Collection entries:
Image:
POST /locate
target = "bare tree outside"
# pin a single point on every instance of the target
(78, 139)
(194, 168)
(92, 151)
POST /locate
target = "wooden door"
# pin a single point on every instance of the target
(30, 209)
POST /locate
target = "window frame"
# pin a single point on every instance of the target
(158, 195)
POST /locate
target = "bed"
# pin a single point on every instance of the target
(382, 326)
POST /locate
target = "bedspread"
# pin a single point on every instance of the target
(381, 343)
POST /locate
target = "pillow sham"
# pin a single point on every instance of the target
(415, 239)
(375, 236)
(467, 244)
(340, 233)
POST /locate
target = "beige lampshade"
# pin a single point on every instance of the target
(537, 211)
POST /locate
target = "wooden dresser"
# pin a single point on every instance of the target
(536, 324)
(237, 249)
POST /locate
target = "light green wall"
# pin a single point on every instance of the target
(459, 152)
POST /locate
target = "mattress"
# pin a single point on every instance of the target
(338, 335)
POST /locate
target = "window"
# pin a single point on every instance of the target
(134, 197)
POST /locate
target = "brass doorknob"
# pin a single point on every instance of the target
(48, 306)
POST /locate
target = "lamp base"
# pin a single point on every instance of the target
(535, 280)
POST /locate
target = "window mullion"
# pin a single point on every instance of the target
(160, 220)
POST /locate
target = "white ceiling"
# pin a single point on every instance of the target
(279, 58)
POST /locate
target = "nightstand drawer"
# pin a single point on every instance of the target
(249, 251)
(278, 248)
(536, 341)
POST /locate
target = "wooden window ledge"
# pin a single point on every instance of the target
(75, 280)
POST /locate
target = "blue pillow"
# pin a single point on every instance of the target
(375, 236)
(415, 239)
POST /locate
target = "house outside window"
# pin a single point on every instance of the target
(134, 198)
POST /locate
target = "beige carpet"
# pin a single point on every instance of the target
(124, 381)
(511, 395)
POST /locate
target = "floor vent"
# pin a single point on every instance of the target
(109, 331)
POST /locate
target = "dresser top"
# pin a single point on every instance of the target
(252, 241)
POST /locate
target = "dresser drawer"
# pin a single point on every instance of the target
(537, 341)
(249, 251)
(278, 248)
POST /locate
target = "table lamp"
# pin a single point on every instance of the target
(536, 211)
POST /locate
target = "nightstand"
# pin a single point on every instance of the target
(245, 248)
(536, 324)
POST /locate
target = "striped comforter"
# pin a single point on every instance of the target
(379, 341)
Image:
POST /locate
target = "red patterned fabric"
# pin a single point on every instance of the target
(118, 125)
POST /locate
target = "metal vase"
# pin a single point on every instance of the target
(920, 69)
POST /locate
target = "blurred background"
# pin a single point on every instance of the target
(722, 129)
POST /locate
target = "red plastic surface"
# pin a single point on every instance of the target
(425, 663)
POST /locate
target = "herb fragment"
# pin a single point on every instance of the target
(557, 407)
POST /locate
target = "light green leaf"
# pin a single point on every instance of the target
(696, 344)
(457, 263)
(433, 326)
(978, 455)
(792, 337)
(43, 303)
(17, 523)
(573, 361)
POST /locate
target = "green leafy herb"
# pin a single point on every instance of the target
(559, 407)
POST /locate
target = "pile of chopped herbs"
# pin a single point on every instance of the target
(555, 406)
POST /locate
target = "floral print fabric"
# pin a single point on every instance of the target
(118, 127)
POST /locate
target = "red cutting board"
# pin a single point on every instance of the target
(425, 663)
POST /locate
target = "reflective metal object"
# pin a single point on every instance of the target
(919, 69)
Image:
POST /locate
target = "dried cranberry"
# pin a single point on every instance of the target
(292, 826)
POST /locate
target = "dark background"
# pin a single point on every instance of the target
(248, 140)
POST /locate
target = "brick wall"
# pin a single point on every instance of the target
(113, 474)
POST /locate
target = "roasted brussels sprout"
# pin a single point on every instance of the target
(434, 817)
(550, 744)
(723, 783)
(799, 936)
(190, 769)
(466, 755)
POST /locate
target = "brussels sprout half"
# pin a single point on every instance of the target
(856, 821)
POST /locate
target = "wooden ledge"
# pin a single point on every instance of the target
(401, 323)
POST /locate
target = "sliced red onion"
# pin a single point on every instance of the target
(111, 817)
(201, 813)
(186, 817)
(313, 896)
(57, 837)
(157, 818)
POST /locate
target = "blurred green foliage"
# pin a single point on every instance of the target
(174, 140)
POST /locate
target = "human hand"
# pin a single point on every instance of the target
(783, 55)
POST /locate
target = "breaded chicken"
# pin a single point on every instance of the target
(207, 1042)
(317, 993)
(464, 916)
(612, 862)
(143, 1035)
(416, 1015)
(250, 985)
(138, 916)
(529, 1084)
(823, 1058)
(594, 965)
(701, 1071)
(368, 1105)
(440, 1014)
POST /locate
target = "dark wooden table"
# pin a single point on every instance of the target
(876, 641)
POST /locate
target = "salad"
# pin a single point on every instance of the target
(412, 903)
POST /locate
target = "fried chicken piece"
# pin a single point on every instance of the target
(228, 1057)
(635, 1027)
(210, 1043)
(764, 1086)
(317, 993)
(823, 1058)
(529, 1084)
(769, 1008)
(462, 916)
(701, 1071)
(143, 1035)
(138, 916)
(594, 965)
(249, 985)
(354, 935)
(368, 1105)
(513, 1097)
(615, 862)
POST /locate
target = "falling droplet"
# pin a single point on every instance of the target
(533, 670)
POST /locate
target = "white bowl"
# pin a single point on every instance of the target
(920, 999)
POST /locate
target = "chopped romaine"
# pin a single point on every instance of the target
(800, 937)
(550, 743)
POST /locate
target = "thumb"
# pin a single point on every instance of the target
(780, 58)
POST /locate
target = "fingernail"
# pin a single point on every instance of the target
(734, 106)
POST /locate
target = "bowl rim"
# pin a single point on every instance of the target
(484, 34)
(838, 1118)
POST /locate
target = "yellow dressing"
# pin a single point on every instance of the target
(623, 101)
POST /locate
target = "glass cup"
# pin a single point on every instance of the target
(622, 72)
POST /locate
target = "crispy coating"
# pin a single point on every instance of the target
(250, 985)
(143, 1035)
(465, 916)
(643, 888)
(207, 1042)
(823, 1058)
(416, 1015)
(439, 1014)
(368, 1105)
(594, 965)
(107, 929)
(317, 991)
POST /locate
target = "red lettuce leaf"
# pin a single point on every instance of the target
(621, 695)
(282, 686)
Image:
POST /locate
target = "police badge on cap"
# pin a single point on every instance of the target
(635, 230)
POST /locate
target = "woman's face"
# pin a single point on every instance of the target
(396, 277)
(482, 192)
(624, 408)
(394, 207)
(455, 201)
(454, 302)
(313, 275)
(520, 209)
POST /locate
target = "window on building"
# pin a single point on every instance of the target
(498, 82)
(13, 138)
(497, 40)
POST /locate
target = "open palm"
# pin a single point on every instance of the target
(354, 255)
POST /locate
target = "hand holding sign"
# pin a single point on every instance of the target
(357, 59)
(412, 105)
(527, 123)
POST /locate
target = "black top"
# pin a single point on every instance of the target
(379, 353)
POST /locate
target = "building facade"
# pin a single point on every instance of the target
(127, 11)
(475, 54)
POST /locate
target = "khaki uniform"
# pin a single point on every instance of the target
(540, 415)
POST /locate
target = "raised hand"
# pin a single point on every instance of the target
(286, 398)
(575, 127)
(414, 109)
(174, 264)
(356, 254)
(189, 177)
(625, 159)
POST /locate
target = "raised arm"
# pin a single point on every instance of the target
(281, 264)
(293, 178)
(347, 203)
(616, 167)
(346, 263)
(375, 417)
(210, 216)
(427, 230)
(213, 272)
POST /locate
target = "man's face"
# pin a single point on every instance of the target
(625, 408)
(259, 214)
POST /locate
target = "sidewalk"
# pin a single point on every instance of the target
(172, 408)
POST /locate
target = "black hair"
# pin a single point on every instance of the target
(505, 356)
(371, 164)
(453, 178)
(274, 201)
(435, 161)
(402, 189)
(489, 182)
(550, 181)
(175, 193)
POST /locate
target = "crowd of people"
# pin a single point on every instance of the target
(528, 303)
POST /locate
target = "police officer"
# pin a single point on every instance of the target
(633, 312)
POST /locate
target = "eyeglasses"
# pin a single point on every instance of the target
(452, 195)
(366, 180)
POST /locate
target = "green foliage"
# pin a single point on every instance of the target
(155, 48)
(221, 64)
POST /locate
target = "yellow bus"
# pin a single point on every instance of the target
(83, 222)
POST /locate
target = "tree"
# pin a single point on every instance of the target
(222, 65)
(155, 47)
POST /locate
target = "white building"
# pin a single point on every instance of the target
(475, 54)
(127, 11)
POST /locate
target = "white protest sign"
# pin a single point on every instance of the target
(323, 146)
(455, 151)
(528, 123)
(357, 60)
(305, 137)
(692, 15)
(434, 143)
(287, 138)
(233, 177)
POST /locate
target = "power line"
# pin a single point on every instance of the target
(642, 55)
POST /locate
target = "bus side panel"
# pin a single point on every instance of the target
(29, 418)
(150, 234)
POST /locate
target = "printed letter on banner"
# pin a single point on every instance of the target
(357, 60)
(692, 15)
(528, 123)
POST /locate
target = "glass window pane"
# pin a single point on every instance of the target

### WHAT THE TASK REQUIRES
Identify each line in the entries above that contains the string "table", and copy those lines in their original order.

### PROBLEM SOLUTION
target = "table lamp"
target = "dark wooden table"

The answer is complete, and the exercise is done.